#### PROBLEM DETAILS
Reproduce exactly, and solely, the lines running from the top of the data below through the line with "the boy's leg", both inclusive. Omit pictures.

#### DATA
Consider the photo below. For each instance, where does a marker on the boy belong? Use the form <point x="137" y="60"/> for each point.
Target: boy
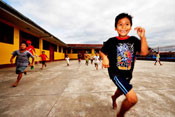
<point x="31" y="49"/>
<point x="118" y="54"/>
<point x="157" y="58"/>
<point x="67" y="60"/>
<point x="22" y="61"/>
<point x="92" y="58"/>
<point x="79" y="58"/>
<point x="96" y="60"/>
<point x="86" y="58"/>
<point x="43" y="58"/>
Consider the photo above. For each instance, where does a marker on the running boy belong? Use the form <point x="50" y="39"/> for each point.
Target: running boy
<point x="43" y="58"/>
<point x="118" y="55"/>
<point x="157" y="58"/>
<point x="96" y="60"/>
<point x="31" y="49"/>
<point x="67" y="60"/>
<point x="22" y="61"/>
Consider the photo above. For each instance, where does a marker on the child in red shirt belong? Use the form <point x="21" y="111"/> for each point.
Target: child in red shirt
<point x="43" y="58"/>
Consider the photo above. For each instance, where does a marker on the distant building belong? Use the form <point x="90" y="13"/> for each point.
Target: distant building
<point x="15" y="28"/>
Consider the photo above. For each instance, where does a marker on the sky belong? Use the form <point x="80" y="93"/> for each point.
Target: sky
<point x="92" y="21"/>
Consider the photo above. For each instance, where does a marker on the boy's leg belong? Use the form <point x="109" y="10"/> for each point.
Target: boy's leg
<point x="114" y="97"/>
<point x="130" y="101"/>
<point x="18" y="79"/>
<point x="155" y="62"/>
<point x="160" y="63"/>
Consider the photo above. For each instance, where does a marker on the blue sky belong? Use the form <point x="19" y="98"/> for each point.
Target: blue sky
<point x="92" y="21"/>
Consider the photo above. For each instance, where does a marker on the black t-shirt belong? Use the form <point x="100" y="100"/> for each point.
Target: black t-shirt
<point x="121" y="55"/>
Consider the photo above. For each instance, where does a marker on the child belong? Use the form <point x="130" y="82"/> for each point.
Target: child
<point x="87" y="58"/>
<point x="157" y="58"/>
<point x="31" y="49"/>
<point x="92" y="58"/>
<point x="43" y="58"/>
<point x="96" y="60"/>
<point x="22" y="61"/>
<point x="79" y="58"/>
<point x="67" y="60"/>
<point x="118" y="54"/>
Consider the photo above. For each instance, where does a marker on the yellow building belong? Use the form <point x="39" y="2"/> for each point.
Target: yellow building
<point x="15" y="28"/>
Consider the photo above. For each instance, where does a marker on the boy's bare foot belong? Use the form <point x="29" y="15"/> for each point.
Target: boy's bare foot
<point x="114" y="104"/>
<point x="25" y="72"/>
<point x="15" y="84"/>
<point x="120" y="115"/>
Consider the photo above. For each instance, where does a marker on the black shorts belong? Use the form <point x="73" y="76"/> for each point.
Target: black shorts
<point x="123" y="83"/>
<point x="43" y="62"/>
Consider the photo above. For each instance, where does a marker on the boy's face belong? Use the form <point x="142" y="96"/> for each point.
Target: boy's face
<point x="123" y="27"/>
<point x="23" y="46"/>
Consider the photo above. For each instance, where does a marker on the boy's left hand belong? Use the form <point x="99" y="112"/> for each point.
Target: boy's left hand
<point x="140" y="31"/>
<point x="30" y="64"/>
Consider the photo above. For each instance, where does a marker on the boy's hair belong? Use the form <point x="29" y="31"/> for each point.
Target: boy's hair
<point x="23" y="42"/>
<point x="123" y="15"/>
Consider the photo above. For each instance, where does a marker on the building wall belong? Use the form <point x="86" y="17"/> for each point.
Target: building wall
<point x="75" y="55"/>
<point x="7" y="49"/>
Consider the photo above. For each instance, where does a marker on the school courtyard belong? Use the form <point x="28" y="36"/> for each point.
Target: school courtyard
<point x="82" y="91"/>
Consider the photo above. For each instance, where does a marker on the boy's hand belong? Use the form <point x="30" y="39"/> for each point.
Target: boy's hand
<point x="30" y="64"/>
<point x="11" y="61"/>
<point x="140" y="31"/>
<point x="105" y="62"/>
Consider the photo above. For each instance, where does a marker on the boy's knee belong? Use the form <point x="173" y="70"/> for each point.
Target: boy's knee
<point x="132" y="99"/>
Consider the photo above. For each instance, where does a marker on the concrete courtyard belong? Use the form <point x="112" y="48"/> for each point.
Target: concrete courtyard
<point x="82" y="91"/>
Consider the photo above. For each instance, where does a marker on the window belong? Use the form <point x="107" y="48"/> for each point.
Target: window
<point x="55" y="47"/>
<point x="45" y="45"/>
<point x="69" y="50"/>
<point x="75" y="50"/>
<point x="25" y="36"/>
<point x="6" y="33"/>
<point x="97" y="50"/>
<point x="64" y="50"/>
<point x="88" y="50"/>
<point x="59" y="48"/>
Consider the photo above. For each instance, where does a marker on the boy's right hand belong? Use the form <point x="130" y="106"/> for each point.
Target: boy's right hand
<point x="11" y="61"/>
<point x="105" y="62"/>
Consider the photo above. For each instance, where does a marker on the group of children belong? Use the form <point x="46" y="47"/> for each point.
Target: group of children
<point x="118" y="55"/>
<point x="25" y="52"/>
<point x="95" y="58"/>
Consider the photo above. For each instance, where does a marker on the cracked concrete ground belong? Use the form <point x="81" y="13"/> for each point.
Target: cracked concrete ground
<point x="81" y="91"/>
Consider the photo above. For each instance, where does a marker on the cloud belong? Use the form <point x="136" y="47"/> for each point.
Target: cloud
<point x="92" y="21"/>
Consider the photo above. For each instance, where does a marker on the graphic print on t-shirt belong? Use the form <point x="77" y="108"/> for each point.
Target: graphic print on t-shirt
<point x="124" y="55"/>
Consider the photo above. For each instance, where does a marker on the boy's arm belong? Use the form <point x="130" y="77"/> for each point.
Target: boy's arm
<point x="32" y="61"/>
<point x="144" y="45"/>
<point x="105" y="62"/>
<point x="11" y="59"/>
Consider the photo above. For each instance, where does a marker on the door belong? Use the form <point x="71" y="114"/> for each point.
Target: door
<point x="51" y="49"/>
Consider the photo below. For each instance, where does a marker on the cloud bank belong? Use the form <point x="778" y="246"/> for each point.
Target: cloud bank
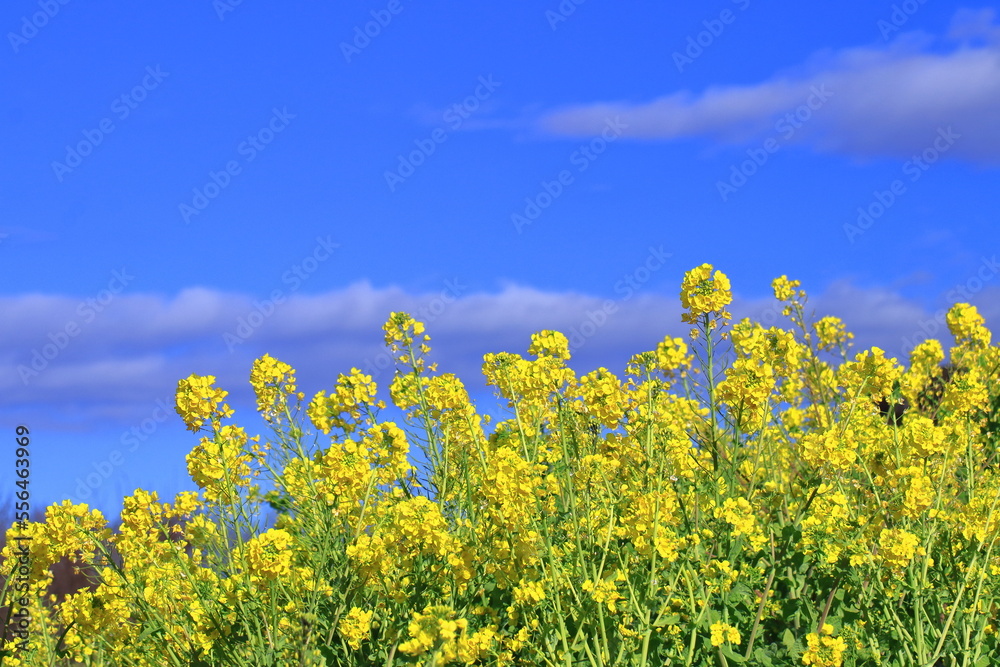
<point x="128" y="357"/>
<point x="885" y="100"/>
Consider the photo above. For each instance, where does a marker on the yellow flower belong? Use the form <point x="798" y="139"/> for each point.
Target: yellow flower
<point x="672" y="356"/>
<point x="549" y="344"/>
<point x="356" y="626"/>
<point x="197" y="401"/>
<point x="269" y="554"/>
<point x="967" y="325"/>
<point x="897" y="547"/>
<point x="723" y="632"/>
<point x="832" y="333"/>
<point x="273" y="382"/>
<point x="784" y="289"/>
<point x="823" y="649"/>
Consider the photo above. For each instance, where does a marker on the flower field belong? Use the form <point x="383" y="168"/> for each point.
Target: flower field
<point x="748" y="495"/>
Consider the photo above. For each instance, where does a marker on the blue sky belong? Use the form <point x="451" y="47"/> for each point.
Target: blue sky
<point x="186" y="188"/>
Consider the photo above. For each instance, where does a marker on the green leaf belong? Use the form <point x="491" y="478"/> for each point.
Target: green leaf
<point x="730" y="654"/>
<point x="673" y="619"/>
<point x="763" y="658"/>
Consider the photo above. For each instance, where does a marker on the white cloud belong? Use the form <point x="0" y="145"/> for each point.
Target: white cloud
<point x="882" y="101"/>
<point x="122" y="362"/>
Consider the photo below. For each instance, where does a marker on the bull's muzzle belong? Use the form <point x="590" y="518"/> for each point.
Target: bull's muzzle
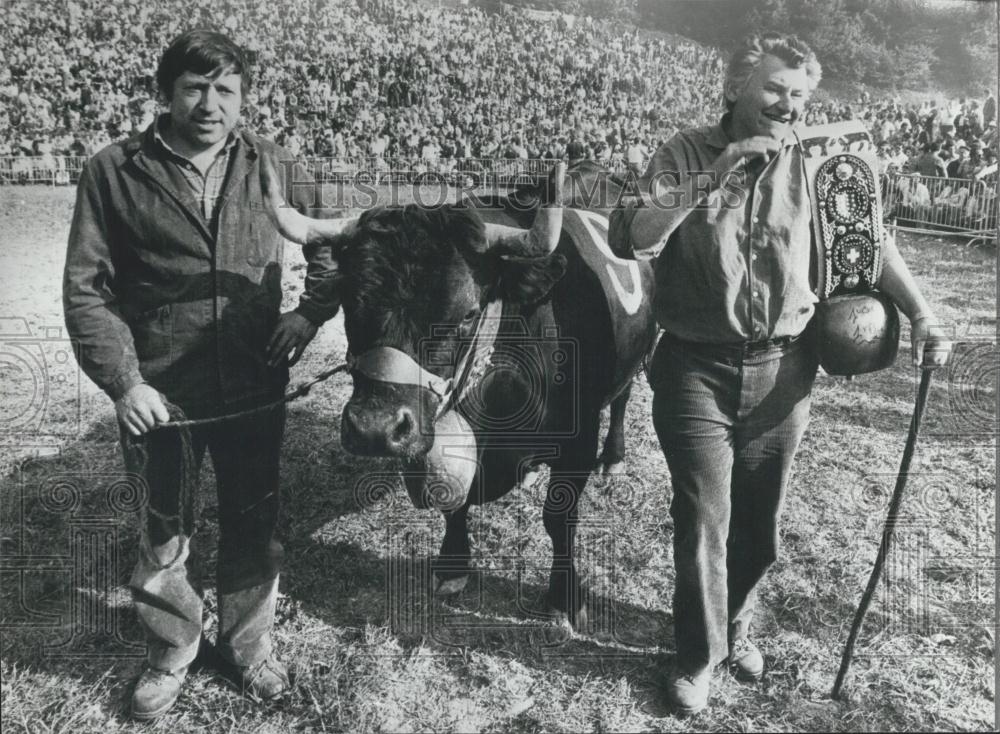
<point x="384" y="431"/>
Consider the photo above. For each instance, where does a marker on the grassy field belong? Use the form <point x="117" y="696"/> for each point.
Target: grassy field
<point x="371" y="651"/>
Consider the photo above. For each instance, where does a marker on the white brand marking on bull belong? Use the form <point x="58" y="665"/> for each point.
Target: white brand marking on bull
<point x="595" y="224"/>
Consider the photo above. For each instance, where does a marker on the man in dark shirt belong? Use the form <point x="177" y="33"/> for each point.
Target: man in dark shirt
<point x="172" y="290"/>
<point x="733" y="373"/>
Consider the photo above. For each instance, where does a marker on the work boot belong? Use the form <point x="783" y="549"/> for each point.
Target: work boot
<point x="155" y="692"/>
<point x="266" y="680"/>
<point x="745" y="659"/>
<point x="689" y="693"/>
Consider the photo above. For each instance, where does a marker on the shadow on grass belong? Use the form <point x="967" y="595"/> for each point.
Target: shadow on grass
<point x="70" y="536"/>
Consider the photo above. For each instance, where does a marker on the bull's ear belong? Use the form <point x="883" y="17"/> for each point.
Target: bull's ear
<point x="527" y="280"/>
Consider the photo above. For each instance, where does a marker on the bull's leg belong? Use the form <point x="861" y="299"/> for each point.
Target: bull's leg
<point x="451" y="567"/>
<point x="565" y="599"/>
<point x="612" y="459"/>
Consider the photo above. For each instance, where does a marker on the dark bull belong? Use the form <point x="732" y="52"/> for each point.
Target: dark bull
<point x="479" y="350"/>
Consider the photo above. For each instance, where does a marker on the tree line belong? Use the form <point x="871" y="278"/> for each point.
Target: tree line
<point x="888" y="44"/>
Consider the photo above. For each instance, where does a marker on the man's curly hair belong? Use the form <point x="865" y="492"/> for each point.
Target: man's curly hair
<point x="790" y="49"/>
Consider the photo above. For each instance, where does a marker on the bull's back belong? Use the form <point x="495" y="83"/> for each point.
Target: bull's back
<point x="602" y="307"/>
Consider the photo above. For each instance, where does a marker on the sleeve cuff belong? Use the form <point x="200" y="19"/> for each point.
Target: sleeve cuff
<point x="123" y="383"/>
<point x="316" y="314"/>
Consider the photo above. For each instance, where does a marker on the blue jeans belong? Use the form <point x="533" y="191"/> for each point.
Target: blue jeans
<point x="166" y="582"/>
<point x="729" y="421"/>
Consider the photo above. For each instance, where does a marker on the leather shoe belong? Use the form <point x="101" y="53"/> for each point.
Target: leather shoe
<point x="155" y="692"/>
<point x="745" y="659"/>
<point x="689" y="693"/>
<point x="266" y="680"/>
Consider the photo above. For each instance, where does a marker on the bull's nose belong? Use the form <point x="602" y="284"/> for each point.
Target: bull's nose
<point x="381" y="433"/>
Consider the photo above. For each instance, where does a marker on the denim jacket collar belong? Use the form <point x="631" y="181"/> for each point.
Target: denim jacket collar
<point x="147" y="154"/>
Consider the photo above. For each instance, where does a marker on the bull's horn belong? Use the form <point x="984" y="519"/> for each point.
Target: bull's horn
<point x="291" y="224"/>
<point x="543" y="237"/>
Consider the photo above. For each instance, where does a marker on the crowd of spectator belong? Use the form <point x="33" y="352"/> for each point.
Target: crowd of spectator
<point x="350" y="78"/>
<point x="390" y="80"/>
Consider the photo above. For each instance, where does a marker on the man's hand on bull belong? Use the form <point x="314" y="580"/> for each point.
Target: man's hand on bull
<point x="290" y="338"/>
<point x="742" y="151"/>
<point x="141" y="409"/>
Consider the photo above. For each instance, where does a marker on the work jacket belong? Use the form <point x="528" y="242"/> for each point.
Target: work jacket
<point x="152" y="294"/>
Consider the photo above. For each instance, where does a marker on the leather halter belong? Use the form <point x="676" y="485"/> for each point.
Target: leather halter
<point x="388" y="364"/>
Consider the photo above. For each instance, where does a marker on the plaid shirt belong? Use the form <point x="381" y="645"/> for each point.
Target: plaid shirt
<point x="206" y="188"/>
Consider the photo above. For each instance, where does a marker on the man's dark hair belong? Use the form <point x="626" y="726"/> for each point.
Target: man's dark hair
<point x="201" y="52"/>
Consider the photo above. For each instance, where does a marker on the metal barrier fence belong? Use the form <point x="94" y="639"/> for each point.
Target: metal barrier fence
<point x="917" y="203"/>
<point x="940" y="205"/>
<point x="43" y="169"/>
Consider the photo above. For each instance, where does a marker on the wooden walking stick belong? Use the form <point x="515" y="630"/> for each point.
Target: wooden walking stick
<point x="890" y="524"/>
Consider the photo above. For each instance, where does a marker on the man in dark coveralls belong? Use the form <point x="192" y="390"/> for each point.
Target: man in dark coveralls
<point x="172" y="288"/>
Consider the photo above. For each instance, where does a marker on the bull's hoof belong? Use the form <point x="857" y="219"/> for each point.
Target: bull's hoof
<point x="449" y="586"/>
<point x="614" y="469"/>
<point x="575" y="623"/>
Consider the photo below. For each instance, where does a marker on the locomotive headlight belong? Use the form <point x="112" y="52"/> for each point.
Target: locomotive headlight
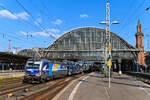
<point x="31" y="70"/>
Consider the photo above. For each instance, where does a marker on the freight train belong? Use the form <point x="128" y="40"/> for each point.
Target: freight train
<point x="44" y="70"/>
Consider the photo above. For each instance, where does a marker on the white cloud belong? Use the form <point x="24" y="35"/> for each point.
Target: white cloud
<point x="44" y="34"/>
<point x="38" y="20"/>
<point x="6" y="13"/>
<point x="23" y="33"/>
<point x="22" y="15"/>
<point x="57" y="22"/>
<point x="53" y="30"/>
<point x="84" y="16"/>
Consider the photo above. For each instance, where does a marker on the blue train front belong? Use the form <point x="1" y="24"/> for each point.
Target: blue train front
<point x="42" y="70"/>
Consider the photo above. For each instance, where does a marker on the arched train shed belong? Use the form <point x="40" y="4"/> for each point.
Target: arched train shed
<point x="87" y="43"/>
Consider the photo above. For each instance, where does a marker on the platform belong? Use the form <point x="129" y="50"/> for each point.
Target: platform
<point x="12" y="74"/>
<point x="95" y="87"/>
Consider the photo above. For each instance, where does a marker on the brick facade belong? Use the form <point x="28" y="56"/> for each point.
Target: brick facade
<point x="139" y="44"/>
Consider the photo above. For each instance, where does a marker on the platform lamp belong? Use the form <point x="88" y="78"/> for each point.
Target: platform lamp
<point x="108" y="48"/>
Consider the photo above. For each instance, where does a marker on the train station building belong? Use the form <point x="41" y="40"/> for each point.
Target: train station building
<point x="87" y="43"/>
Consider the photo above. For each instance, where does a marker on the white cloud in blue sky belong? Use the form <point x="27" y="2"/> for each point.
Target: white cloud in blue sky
<point x="38" y="20"/>
<point x="23" y="33"/>
<point x="54" y="30"/>
<point x="8" y="14"/>
<point x="57" y="22"/>
<point x="49" y="33"/>
<point x="83" y="16"/>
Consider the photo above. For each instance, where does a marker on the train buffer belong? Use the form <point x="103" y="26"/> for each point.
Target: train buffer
<point x="95" y="87"/>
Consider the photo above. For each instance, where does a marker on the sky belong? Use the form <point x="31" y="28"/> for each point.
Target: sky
<point x="38" y="23"/>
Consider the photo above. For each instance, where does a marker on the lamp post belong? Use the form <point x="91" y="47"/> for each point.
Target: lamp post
<point x="108" y="61"/>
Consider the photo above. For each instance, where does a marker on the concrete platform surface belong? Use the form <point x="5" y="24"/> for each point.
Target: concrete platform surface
<point x="95" y="87"/>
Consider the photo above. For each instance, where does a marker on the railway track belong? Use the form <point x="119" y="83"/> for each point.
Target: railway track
<point x="50" y="91"/>
<point x="44" y="91"/>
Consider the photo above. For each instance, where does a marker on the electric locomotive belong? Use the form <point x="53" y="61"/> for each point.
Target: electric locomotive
<point x="43" y="70"/>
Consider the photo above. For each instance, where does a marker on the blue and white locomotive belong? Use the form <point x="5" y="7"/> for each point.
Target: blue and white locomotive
<point x="43" y="70"/>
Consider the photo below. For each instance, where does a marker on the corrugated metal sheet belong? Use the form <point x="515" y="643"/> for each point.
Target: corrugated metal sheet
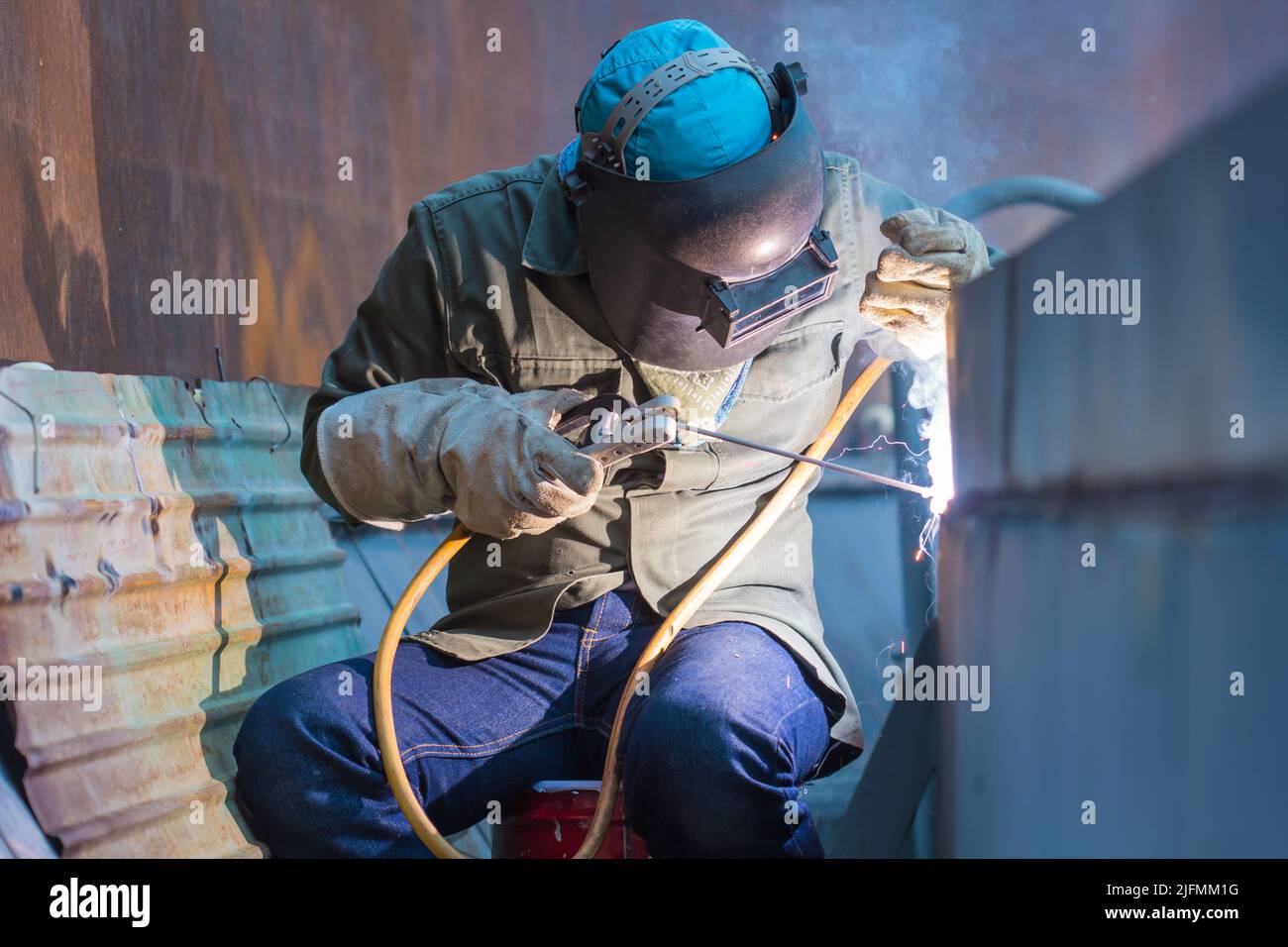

#### SOLUTION TO THIS EXERCISE
Consider the photo below. For each instance, where does a marker on the boy belong? Use the form <point x="137" y="60"/> for each point.
Target: boy
<point x="31" y="49"/>
<point x="118" y="54"/>
<point x="157" y="58"/>
<point x="67" y="60"/>
<point x="22" y="61"/>
<point x="92" y="58"/>
<point x="79" y="58"/>
<point x="96" y="60"/>
<point x="86" y="58"/>
<point x="43" y="58"/>
Consider the photo above. For each instance, where does a marker on the running boy belong? Use the form <point x="50" y="39"/> for each point.
Target: running boy
<point x="43" y="58"/>
<point x="118" y="55"/>
<point x="157" y="58"/>
<point x="96" y="60"/>
<point x="31" y="49"/>
<point x="67" y="60"/>
<point x="22" y="61"/>
Consider the photo above. For each instance, where does a marker on the child in red shirt belong? Use the form <point x="21" y="111"/> for each point.
Target: child in red shirt
<point x="43" y="58"/>
Consider the photo above. For each instance, where does a marker on the distant building belong? Use the form <point x="90" y="13"/> for each point.
Target: distant building
<point x="15" y="28"/>
Consider the photo above. For each instance, where does a marker on the sky belong? Use the form <point x="80" y="93"/> for each point.
Target: sky
<point x="92" y="21"/>
Consider the photo above. For each instance, where does a marker on the boy's leg belong? Use the form <point x="109" y="10"/> for each point.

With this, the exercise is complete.